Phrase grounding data
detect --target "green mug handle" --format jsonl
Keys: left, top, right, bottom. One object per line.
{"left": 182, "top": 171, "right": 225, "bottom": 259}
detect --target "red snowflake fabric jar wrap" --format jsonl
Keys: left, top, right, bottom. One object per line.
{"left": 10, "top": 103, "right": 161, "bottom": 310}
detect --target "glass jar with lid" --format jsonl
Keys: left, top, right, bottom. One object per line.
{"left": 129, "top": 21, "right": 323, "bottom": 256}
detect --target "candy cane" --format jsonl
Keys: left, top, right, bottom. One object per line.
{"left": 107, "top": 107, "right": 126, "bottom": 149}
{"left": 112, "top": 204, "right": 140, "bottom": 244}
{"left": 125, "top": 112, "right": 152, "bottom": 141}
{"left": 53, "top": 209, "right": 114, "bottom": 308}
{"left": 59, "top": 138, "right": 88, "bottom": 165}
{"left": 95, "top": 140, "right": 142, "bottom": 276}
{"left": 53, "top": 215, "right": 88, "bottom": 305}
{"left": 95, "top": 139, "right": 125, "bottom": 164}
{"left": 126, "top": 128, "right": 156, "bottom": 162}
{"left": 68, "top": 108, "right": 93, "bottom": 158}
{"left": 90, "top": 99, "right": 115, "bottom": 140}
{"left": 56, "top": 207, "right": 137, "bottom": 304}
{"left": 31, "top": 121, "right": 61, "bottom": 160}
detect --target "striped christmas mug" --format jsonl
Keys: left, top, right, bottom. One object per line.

## Your instructions:
Repeat each entry above, matching every line exactly.

## Problem solution:
detect --target "green mug handle" --format jsonl
Keys: left, top, right, bottom. One object per line.
{"left": 182, "top": 171, "right": 225, "bottom": 259}
detect --target "red snowflake fabric jar wrap" --format jsonl
Keys: left, top, right, bottom. One object per line.
{"left": 10, "top": 103, "right": 161, "bottom": 310}
detect --target "glass jar with lid" --format jsonl
Keys: left, top, right, bottom. One object per line.
{"left": 129, "top": 21, "right": 323, "bottom": 256}
detect --target "candy cane" --format jsonl
Keys: left, top, right, bottom. One object per line.
{"left": 107, "top": 107, "right": 126, "bottom": 149}
{"left": 112, "top": 204, "right": 140, "bottom": 244}
{"left": 125, "top": 112, "right": 152, "bottom": 141}
{"left": 53, "top": 209, "right": 114, "bottom": 308}
{"left": 59, "top": 138, "right": 88, "bottom": 165}
{"left": 95, "top": 140, "right": 142, "bottom": 276}
{"left": 53, "top": 215, "right": 88, "bottom": 305}
{"left": 95, "top": 139, "right": 125, "bottom": 164}
{"left": 126, "top": 128, "right": 156, "bottom": 162}
{"left": 68, "top": 108, "right": 93, "bottom": 158}
{"left": 90, "top": 99, "right": 115, "bottom": 140}
{"left": 56, "top": 207, "right": 137, "bottom": 304}
{"left": 31, "top": 121, "right": 61, "bottom": 160}
detect --target "striped christmas mug" --format jsonl
Keys: left, top, right, bottom. One object per line.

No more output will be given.